§ **Provided passage**:
# Windows 8 Consumer Preview



## VirGnarus (Jun 28, 2010)

Windows 8 Consumer Preview now available at the link below:

Download Windows 8 Consumer Preview

Note that if you want an ISO version you can get it here.


----------



## Rio Pauline (Feb 28, 2012)

Do I need an activation to enhance the performance of this Operating System?


Where can I get one?

I love the color and themes it's eye refreshing.opcorn:


----------



## henrydoown (Feb 9, 2012)

It's relay eye catch performance.and i need activation.


----------



## VirGnarus (Jun 28, 2010)

You _may_ need to activate after several days/weeks before it starts crippling your Windows and eventually preventing access. Activation is fine as long as you have internet access, as the public key mentioned on the website will work.


----------



## bocamack (Mar 12, 2012)

My main problem is my HP printer, software wont load. HP couldn't do anything. Can MS help Windows 8 support?


----------



## RSoD (Mar 16, 2012)

> If you install Windows 8 Consumer Preview using the Windows 8 Consumer Preview Setup program, you won't need to enter a product key—the setup program automatically provides the product key. If you create installation media, start your PC from the media, and then install Windows 8 Consumer Preview. You'll need to enter this product key: DNJXJ-7XBW8-2378T-X22TX-BKG7J.

§ **Data shown**:
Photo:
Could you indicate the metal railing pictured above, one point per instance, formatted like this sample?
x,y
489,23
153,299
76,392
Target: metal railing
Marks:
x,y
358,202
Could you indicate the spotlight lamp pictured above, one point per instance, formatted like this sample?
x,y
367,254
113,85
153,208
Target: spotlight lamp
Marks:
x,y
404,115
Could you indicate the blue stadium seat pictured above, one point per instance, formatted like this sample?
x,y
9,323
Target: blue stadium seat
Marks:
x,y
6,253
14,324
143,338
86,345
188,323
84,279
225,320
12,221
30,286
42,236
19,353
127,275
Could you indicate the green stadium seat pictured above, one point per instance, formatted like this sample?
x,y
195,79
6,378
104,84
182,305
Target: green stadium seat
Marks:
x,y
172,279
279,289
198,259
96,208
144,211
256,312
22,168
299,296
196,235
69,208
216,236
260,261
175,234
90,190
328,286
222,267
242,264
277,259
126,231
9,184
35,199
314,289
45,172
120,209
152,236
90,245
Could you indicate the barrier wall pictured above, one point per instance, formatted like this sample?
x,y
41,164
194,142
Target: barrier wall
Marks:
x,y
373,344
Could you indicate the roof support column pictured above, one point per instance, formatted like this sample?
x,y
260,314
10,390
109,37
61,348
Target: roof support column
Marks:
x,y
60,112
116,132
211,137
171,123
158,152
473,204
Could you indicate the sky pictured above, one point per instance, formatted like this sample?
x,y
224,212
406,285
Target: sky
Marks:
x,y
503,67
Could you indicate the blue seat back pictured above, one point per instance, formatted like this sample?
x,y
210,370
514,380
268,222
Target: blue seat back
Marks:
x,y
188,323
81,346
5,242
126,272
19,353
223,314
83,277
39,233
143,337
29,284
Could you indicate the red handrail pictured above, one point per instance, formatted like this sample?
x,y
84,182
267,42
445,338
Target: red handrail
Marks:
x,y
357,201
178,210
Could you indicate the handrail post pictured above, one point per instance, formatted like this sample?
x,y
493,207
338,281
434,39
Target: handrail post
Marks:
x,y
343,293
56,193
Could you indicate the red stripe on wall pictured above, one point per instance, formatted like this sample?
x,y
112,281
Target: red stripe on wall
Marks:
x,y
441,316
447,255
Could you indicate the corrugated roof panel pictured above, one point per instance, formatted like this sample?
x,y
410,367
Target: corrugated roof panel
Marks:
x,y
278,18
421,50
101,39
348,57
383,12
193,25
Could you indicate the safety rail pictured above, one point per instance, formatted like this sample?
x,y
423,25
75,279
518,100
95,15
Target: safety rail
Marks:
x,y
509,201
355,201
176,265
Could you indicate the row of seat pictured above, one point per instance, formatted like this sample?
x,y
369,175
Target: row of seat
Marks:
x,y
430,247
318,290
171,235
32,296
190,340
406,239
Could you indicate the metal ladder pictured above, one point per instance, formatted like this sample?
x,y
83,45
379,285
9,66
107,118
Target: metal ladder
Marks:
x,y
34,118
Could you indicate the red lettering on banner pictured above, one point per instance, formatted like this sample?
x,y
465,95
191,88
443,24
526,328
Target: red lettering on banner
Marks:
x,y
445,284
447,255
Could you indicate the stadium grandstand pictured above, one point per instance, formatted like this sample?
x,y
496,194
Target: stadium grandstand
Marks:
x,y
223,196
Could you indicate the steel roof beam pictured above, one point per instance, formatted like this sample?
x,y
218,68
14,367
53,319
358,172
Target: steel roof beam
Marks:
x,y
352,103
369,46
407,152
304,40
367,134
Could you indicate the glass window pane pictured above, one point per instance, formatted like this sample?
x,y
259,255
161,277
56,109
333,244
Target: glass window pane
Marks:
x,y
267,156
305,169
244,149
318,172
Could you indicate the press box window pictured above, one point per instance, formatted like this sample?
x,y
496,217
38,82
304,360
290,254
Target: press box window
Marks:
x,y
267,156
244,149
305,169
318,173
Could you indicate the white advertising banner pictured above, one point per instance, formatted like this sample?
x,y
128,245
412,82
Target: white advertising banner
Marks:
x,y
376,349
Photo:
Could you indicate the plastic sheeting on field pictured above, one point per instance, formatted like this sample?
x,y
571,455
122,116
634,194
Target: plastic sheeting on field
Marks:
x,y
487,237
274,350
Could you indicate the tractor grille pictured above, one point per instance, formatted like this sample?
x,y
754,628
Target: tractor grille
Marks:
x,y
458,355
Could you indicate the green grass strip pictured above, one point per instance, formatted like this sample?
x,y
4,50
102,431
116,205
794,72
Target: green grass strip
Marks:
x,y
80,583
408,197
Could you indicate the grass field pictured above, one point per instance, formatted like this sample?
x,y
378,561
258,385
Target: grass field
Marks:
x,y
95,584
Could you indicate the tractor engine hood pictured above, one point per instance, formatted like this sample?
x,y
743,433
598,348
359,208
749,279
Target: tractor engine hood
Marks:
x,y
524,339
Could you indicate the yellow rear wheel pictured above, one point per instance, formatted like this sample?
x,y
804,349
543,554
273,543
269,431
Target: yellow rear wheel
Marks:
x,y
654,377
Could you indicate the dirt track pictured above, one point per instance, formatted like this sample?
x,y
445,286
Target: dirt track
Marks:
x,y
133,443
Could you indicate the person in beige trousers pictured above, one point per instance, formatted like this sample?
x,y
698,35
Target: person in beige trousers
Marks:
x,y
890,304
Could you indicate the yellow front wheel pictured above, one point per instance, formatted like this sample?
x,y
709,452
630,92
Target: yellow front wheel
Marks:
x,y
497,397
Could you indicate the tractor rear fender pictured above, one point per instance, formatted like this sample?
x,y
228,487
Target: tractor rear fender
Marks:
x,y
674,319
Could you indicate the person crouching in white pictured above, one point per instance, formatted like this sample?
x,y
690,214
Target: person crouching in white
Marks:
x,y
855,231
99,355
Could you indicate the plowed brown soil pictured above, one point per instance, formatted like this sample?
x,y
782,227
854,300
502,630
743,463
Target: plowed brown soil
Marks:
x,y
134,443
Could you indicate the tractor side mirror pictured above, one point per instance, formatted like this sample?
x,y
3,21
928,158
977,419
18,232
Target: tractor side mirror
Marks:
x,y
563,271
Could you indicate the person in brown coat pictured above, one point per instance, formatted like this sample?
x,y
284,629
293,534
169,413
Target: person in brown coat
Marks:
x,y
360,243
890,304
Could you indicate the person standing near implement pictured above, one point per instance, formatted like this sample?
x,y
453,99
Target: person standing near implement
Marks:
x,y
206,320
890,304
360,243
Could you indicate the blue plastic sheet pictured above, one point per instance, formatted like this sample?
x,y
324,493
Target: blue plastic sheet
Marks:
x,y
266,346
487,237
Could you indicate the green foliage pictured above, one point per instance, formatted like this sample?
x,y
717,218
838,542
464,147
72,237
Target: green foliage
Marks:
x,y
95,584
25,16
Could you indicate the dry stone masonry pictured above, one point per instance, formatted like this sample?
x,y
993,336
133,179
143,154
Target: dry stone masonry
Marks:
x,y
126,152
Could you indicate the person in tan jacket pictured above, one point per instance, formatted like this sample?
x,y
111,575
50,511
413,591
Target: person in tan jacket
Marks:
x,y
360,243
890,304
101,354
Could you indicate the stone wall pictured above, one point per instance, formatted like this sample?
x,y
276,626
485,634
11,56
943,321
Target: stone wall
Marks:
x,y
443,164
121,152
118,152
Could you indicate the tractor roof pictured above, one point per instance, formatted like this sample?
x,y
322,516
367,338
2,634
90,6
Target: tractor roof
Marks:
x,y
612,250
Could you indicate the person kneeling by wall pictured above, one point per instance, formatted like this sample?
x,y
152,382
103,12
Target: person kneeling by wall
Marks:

§ **Exercises**:
A. Duplicate the part of the Windows 8 Consumer Preview thread starting with "Windows 8 Consumer Preview now" and going on through "this Operating System?".
B. In the entries, rewrite the lines starting with the line with "Could you indicate the green foliage" and going on through the end of the entries, changing "stone wall" to "brick wall" and leaving everything else unchanged. Return only those lines.

§ **Complete answers**:
A.
Windows 8 Consumer Preview now available at the link below:

Download Windows 8 Consumer Preview

Note that if you want an ISO version you can get it here.


----------



## Rio Pauline (Feb 28, 2012)

Do I need an activation to enhance the performance of this Operating System?

B.
Could you indicate the green foliage pictured above, one point per instance, formatted like this sample?
x,y
717,218
838,542
464,147
72,237
Target: green foliage
Marks:
x,y
95,584
25,16
Could you indicate the dry stone masonry pictured above, one point per instance, formatted like this sample?
x,y
993,336
133,179
143,154
Target: dry stone masonry
Marks:
x,y
126,152
Could you indicate the person in tan jacket pictured above, one point per instance, formatted like this sample?
x,y
111,575
50,511
413,591
Target: person in tan jacket
Marks:
x,y
360,243
890,304
101,354
Could you indicate the brick wall pictured above, one point per instance, formatted like this sample?
x,y
276,626
485,634
11,56
943,321
Target: brick wall
Marks:
x,y
443,164
121,152
118,152
Could you indicate the tractor roof pictured above, one point per instance, formatted like this sample?
x,y
322,516
367,338
2,634
90,6
Target: tractor roof
Marks:
x,y
612,250
Could you indicate the person kneeling by wall pictured above, one point per instance, formatted like this sample?
x,y
152,382
103,12
Target: person kneeling by wall
Marks:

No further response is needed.